AVAILABLE DATA:
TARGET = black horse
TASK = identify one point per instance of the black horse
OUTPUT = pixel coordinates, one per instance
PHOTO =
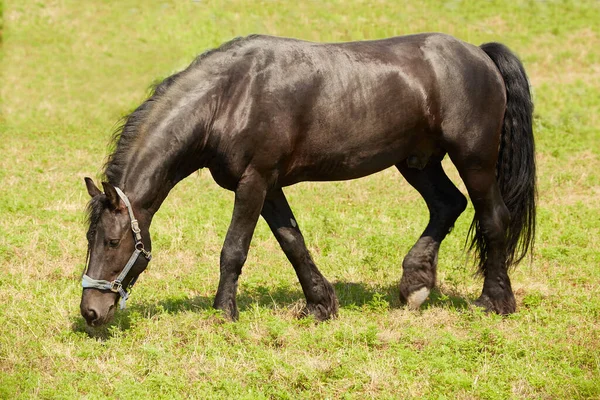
(265, 112)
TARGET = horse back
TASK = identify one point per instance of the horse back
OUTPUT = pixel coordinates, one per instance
(345, 110)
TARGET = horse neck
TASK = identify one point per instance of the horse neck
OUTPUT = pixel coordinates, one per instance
(165, 150)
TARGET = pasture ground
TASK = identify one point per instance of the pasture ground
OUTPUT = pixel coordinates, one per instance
(70, 70)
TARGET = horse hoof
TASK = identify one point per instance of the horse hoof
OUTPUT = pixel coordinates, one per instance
(501, 306)
(416, 298)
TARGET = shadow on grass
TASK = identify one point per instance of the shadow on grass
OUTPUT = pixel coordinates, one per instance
(351, 295)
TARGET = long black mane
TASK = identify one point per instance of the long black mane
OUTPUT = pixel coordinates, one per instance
(127, 130)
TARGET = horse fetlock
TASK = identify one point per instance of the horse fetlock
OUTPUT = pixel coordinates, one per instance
(228, 306)
(323, 304)
(497, 295)
(321, 311)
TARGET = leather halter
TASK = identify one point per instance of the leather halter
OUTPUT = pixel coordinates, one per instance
(116, 286)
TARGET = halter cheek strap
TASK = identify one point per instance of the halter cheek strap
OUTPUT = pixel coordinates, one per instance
(116, 286)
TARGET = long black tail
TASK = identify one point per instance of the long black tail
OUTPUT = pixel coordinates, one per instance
(515, 170)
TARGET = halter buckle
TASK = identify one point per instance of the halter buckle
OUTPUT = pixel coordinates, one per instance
(115, 286)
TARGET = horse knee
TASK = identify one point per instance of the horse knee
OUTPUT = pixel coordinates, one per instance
(233, 257)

WORK TO COMPLETE: Rescale the entries from the line with "TARGET = long black tail" through the end of the entries, reproducing every line in that span, requests included. Multiply each pixel coordinate in the answers by 0.6 and round it to a whole number, with halves rounding up.

PROBLEM SOLUTION:
TARGET = long black tail
TASK = identify one point per instance of the long black tail
OUTPUT = pixel coordinates, one per instance
(309, 102)
TARGET = halter buckle
TASK = identify one point per instance of the halter buckle
OUTPUT = pixel coordinates, one per instance
(69, 172)
TARGET = horse knee
TASK = identify one point per instance of the horse knee
OUTPUT = pixel coordinates, one per instance
(140, 154)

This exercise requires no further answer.